[Phrase grounding data]
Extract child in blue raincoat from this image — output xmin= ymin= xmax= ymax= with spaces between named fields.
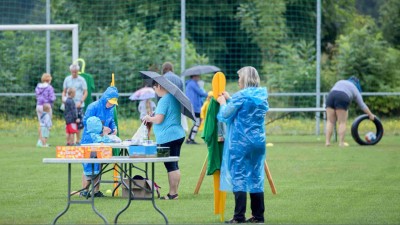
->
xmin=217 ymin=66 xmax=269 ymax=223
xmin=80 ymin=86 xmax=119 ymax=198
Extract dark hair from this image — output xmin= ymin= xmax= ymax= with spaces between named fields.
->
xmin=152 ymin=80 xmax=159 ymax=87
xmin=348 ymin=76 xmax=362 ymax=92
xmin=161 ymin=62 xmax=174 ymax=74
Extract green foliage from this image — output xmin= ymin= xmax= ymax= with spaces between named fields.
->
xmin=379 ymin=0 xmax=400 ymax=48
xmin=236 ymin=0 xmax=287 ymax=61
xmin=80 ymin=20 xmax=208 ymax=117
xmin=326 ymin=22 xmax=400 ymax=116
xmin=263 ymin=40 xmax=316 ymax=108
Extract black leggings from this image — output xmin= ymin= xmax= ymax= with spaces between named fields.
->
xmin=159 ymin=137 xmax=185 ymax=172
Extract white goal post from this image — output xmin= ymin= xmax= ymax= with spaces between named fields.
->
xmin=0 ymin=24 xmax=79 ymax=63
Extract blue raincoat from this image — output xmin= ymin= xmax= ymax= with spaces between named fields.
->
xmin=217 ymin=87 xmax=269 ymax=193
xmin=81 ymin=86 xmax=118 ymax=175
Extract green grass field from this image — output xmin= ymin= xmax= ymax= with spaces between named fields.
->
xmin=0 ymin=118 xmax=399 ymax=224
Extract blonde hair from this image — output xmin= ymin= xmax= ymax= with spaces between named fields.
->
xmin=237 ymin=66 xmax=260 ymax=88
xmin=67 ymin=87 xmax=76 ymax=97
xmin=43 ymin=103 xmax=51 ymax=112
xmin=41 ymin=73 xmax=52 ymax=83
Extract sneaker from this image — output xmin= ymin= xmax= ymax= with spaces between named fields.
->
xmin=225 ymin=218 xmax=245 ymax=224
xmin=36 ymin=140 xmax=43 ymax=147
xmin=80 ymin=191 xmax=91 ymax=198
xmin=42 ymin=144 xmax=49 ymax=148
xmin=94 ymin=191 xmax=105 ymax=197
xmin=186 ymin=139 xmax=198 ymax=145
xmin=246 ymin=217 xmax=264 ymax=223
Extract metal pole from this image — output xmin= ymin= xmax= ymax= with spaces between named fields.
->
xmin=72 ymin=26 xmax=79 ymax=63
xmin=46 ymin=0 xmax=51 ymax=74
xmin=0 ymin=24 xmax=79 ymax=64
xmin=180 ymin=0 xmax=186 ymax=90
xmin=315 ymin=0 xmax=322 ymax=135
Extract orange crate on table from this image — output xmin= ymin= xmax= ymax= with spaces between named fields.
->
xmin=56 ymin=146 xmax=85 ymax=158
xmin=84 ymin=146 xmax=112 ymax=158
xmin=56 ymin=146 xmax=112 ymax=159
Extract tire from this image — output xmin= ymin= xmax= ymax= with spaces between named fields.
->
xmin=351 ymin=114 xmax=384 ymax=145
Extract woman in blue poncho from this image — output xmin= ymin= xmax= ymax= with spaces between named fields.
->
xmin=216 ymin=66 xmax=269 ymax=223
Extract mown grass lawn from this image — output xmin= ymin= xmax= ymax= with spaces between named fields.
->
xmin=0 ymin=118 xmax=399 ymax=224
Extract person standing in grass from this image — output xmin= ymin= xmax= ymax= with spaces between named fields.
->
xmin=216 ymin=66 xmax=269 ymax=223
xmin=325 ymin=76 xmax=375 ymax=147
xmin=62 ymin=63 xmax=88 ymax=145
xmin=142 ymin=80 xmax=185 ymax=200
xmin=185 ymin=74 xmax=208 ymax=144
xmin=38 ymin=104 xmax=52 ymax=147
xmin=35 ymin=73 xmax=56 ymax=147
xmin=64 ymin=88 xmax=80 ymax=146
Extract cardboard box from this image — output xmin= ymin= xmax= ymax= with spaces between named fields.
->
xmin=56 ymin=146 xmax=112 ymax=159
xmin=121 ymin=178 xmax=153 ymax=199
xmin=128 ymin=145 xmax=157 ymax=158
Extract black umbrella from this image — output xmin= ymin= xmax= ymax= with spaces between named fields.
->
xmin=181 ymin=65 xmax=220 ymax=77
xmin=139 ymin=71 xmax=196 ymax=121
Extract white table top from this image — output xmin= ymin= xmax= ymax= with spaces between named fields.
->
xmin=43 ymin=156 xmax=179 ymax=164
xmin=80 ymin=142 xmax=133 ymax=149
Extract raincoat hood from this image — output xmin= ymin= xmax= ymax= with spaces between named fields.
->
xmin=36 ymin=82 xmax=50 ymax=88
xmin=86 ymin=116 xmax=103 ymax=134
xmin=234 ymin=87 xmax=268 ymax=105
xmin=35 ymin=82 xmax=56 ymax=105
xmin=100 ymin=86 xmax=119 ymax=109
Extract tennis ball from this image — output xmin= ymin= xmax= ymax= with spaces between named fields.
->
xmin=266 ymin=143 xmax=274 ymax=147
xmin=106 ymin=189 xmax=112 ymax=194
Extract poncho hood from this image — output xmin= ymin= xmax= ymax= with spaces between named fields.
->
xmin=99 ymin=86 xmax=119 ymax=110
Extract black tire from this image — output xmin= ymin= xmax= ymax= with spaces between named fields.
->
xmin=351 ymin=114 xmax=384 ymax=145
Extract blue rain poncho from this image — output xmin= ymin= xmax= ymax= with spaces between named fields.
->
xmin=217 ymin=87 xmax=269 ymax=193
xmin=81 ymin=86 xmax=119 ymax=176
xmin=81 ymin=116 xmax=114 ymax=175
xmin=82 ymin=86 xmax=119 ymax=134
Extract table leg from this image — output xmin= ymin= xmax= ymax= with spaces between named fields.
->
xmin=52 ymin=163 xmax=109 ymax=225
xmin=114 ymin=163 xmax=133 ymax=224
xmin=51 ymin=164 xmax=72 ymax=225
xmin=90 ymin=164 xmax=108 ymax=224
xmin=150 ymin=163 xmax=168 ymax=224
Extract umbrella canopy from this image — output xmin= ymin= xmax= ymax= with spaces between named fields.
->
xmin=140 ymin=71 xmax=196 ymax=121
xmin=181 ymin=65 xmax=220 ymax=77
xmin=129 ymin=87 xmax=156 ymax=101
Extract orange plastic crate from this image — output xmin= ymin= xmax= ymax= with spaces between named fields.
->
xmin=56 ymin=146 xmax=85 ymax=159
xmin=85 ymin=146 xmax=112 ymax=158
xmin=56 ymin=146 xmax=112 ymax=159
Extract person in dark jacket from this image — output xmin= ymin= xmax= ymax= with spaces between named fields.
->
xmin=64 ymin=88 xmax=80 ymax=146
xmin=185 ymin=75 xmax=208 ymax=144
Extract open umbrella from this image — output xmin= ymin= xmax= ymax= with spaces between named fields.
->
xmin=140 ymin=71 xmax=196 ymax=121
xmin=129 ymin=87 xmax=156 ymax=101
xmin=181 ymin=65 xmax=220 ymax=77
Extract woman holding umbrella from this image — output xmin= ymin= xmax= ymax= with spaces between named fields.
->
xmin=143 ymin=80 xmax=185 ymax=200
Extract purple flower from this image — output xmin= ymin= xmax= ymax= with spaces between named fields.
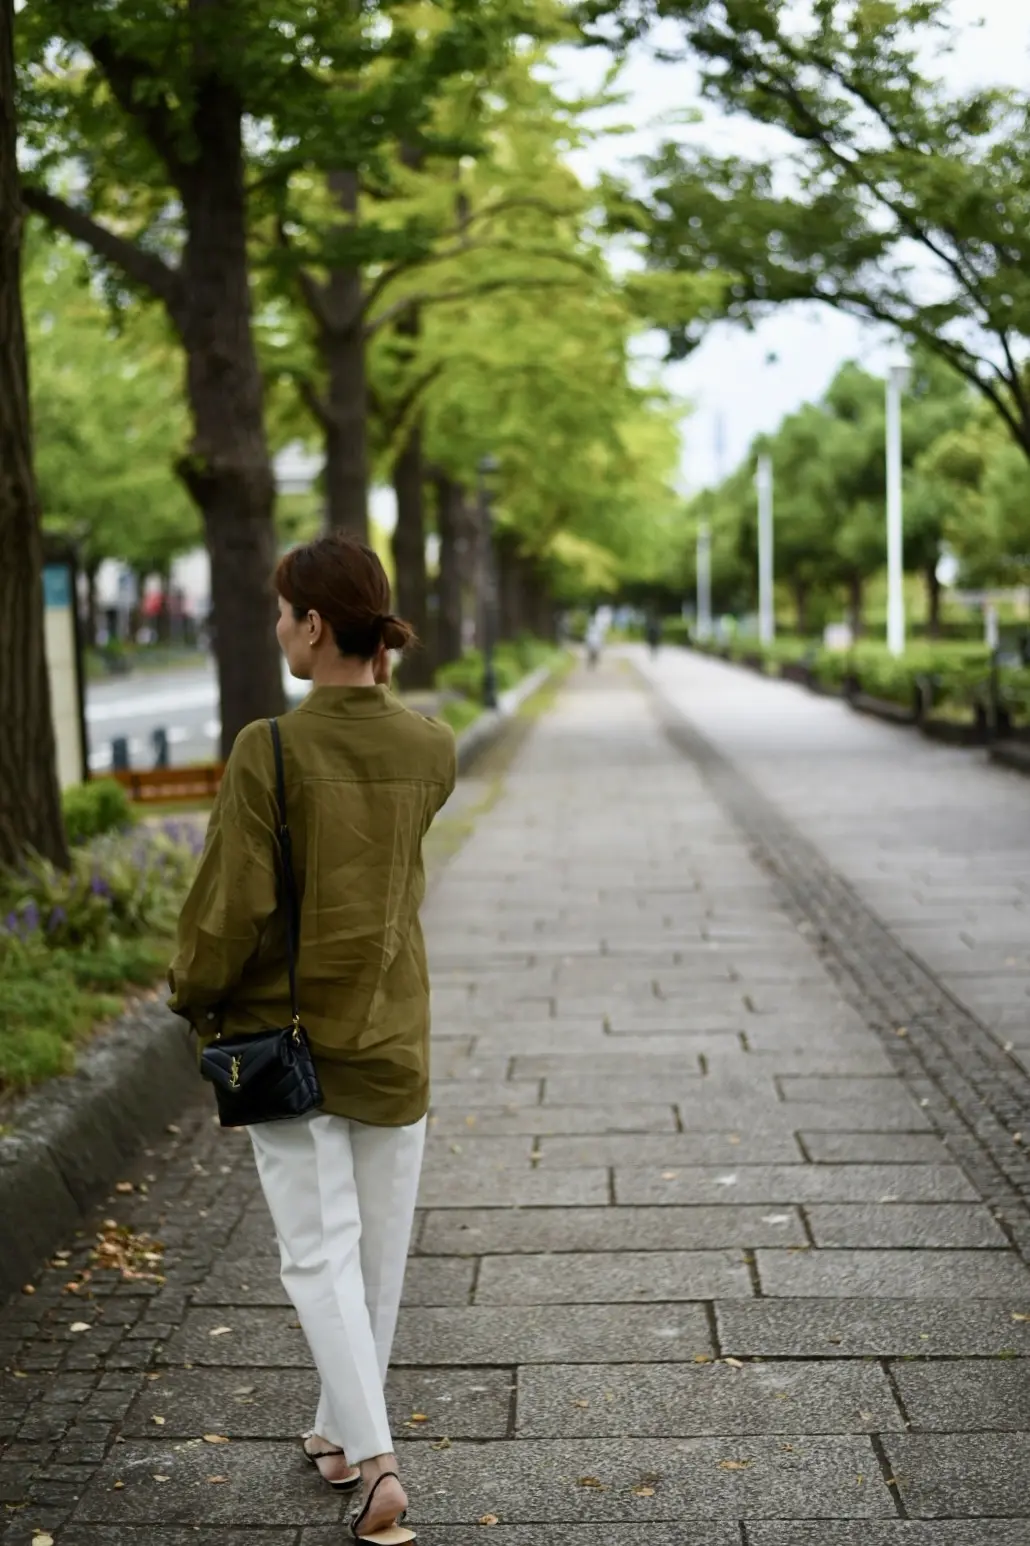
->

WHAT YOU SHOULD DO >>
Every line above in which the word "green" occurs needs to be copied.

ANSWER TO THIS PROBLEM >>
Extract green foliage from this image — output xmin= ymin= xmax= ymax= with spaces between named fields.
Extract green grass field from this image — output xmin= ymin= xmax= ymax= with spaces between named fields.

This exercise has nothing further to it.